Aim of the task —
Print everything from the first line of the entries down to the line containing "x=24, y=200", both ends included, copying each line character for character.

Material for this task —
--------
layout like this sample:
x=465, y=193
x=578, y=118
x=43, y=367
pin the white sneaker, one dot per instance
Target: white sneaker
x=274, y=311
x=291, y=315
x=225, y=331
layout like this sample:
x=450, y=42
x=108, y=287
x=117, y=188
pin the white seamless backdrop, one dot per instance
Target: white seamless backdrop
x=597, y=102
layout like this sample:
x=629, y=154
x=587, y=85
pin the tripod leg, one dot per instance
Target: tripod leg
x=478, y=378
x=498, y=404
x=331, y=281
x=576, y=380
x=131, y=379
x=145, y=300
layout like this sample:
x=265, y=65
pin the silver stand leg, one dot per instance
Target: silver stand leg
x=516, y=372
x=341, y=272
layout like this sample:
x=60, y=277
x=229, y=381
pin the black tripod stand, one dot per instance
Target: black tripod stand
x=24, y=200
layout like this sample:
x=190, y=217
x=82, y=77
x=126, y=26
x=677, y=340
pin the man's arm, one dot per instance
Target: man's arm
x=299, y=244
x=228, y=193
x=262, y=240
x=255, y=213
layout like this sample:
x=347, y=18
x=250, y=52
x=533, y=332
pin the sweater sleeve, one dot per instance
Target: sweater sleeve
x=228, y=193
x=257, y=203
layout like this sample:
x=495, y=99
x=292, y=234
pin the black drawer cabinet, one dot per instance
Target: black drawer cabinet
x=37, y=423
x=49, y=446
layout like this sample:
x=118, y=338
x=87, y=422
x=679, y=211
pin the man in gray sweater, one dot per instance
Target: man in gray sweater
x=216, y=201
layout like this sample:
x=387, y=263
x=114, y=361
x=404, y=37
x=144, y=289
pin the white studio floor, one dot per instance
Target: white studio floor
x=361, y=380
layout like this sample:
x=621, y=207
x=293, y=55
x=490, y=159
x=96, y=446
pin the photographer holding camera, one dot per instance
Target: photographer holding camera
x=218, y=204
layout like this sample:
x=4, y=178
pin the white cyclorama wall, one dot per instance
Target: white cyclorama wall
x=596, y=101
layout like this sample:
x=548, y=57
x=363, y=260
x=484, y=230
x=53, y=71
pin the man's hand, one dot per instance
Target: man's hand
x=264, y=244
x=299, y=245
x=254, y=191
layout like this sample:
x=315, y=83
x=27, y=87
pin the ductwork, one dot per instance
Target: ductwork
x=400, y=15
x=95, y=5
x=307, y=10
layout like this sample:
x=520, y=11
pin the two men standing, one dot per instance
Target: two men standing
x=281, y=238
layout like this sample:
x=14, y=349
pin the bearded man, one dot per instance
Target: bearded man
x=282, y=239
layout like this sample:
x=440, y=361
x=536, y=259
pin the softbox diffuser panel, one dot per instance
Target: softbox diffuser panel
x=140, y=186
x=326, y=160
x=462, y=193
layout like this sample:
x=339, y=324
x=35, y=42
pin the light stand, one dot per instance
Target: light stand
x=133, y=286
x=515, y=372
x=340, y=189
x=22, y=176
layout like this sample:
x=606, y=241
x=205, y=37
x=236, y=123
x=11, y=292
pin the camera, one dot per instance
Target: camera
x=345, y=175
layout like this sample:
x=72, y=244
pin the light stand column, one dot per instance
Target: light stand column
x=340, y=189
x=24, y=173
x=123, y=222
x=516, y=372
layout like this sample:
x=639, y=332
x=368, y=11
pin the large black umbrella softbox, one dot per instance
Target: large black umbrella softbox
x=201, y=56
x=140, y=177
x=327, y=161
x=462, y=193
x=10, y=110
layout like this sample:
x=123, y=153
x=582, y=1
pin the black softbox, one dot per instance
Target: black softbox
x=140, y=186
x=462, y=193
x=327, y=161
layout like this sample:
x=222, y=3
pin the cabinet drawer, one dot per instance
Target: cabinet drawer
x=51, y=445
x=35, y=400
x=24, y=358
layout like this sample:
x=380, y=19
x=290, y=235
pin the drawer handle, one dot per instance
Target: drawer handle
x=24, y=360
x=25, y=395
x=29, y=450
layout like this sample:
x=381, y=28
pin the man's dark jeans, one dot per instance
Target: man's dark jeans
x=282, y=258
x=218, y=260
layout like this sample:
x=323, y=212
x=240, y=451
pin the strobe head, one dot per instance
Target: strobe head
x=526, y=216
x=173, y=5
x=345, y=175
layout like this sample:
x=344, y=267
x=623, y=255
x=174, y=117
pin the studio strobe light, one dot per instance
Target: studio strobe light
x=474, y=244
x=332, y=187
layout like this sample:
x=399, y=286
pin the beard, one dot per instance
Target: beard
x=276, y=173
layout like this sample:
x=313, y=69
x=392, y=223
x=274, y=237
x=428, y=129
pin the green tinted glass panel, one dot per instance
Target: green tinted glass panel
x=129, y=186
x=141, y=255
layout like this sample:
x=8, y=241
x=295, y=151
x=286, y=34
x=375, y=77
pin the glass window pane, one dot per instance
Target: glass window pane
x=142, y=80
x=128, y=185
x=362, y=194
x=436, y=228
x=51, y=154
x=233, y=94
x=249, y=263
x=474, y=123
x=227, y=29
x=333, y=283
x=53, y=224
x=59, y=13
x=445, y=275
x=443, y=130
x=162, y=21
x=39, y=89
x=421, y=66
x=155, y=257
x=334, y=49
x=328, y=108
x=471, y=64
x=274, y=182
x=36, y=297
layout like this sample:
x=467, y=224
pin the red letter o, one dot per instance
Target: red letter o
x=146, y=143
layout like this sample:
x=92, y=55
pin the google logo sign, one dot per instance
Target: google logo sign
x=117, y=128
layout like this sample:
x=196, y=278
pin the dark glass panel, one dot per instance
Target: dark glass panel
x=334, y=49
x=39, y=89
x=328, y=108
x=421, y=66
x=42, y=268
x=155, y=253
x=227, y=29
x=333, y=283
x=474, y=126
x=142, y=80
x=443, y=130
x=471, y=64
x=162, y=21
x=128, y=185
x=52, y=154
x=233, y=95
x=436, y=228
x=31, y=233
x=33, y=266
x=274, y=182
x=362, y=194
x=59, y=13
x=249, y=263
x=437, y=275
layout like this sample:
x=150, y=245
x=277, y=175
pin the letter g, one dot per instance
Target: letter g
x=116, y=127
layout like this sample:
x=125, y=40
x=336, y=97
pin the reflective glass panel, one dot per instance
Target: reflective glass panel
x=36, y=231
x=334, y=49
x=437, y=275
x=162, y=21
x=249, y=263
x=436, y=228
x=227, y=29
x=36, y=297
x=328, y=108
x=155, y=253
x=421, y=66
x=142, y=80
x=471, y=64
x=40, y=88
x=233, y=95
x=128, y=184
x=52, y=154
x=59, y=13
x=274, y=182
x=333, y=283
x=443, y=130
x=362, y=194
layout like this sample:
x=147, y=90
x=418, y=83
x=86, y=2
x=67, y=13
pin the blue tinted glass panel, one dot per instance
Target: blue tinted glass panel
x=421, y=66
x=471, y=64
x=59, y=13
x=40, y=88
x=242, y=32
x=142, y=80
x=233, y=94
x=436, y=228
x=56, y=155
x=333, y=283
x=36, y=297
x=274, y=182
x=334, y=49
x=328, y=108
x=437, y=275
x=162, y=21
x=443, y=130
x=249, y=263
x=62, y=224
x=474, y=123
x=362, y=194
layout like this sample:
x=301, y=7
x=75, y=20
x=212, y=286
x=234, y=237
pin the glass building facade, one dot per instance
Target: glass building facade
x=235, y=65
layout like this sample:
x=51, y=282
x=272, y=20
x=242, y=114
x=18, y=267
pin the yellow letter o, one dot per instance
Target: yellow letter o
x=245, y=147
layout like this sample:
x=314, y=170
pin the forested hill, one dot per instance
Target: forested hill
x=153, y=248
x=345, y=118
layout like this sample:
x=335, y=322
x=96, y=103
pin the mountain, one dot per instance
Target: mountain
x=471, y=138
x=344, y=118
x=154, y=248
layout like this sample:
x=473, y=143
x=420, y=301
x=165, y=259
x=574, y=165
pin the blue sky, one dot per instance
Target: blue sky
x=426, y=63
--------
Result —
layout like this sample:
x=465, y=193
x=578, y=118
x=43, y=367
pin the white sneaker, one dot per instance
Target: white sneaker
x=274, y=311
x=291, y=315
x=225, y=331
layout like this sample:
x=450, y=42
x=108, y=287
x=117, y=188
pin the white seamless backdrop, one dot per instance
Target: white seamless backdrop
x=597, y=102
layout like this sample:
x=629, y=154
x=587, y=85
pin the tripod leg, one dot per instance
Target: tripod leg
x=478, y=378
x=498, y=404
x=331, y=281
x=576, y=380
x=131, y=379
x=145, y=300
layout like this sample:
x=265, y=65
pin the silver stand leg, one dot per instance
Target: silver stand leg
x=516, y=372
x=341, y=272
layout like this sample:
x=60, y=277
x=229, y=381
pin the black tripod stand, one dot per instance
Target: black tripod stand
x=24, y=200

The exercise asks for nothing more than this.